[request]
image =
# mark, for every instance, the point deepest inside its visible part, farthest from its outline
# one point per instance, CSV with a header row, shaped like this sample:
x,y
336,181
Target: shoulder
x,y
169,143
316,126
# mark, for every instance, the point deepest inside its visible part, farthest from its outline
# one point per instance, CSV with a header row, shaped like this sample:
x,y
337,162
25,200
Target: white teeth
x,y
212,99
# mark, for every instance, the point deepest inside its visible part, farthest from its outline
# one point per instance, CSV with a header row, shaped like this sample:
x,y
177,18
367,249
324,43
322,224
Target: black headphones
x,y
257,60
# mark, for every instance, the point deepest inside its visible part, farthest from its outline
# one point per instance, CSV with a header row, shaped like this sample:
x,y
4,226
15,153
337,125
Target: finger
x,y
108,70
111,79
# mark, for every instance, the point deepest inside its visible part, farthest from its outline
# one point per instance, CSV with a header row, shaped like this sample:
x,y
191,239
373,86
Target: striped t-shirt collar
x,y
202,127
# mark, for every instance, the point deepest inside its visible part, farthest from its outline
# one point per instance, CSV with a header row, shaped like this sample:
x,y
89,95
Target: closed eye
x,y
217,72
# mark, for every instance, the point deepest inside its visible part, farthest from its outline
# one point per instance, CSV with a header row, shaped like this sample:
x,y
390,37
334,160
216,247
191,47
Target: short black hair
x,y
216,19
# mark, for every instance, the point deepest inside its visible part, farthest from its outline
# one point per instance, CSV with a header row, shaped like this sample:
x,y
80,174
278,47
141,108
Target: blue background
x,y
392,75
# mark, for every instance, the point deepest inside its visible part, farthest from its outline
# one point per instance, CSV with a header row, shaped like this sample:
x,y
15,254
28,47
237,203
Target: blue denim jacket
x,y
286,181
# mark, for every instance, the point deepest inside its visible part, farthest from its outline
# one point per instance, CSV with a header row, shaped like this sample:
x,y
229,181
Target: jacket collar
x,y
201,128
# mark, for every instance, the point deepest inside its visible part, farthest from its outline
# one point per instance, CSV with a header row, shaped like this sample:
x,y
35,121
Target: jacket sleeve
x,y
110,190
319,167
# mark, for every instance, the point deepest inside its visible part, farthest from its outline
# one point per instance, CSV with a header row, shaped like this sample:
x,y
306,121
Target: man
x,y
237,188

________________________________________

### TASK TO COMPLETE
Everything in the records above should be written out again exactly.

### RESULT OF THE TASK
[request]
image =
# mark, for every instance, the point deepest inside its visible part, farthest from its outline
# one point per instance, CSV with a header row, shaped like this sample:
x,y
336,181
Target: shoulder
x,y
169,143
316,126
# mark, for every instance, the point deepest inside its visible part, farthest from its outline
# one point per instance, CSV with a header row, shaped like this sample:
x,y
337,162
25,200
Target: white teeth
x,y
212,99
# mark, for every instance, the point deepest inside its visible part, farthest from its outline
# one point per instance, CSV with a header row, shaped like this sample:
x,y
177,18
367,249
324,43
322,224
Target: black headphones
x,y
257,60
# mark, for every instance, the point deepest inside its visible part, farthest from its outline
# one point per instance, CSV with a header row, shaped like this sample:
x,y
4,226
15,153
337,125
Target: finger
x,y
108,70
111,79
# mark, for every instance, the point deepest inside its visible part, farthest from its outline
# one point per instance, CSV with a header row, shaped like this sample:
x,y
191,239
373,86
Target: striped t-shirt collar
x,y
202,127
# mark, for every instance, the point deepest inside its visible part, farthest from its outline
# one point per instance, CSV with a header row, shaped like this sample:
x,y
89,95
Target: closed eye
x,y
217,72
# mark, for every instance, the point deepest inside its visible part, farthest from its outline
# one point per instance, CSV with a header row, shaped like this sample:
x,y
390,37
334,160
216,247
191,47
Target: short black hair
x,y
216,19
# mark, for every instance, the point deepest inside its visible part, farthest from its outline
# one point per instance, CSV with a header row, shaped like this sample:
x,y
80,174
278,47
141,108
Target: blue background
x,y
392,75
# mark, for every instance, the point deepest inside its visible part, farthest from its outline
# one point per instance, CSV with a header row, shaped like this sample:
x,y
15,254
28,47
237,203
Target: blue denim jacket
x,y
286,181
# mark, for every instance, the point deepest inside its visible part, farthest from its outline
# one point per instance, CSV with a header row, shaped like this sample:
x,y
229,181
Target: jacket collar
x,y
201,128
# mark, for every instance, the point deepest inside its visible part, farthest from its outline
# one point per instance, CSV with a header row, shaped like this sample:
x,y
35,121
Target: jacket sleeve
x,y
110,190
319,167
# mark, for every instance, the point deepest inside its visible part, farthest from its outline
# one point per instance, CSV with a header row, shaped like this sample:
x,y
306,121
Target: man
x,y
237,188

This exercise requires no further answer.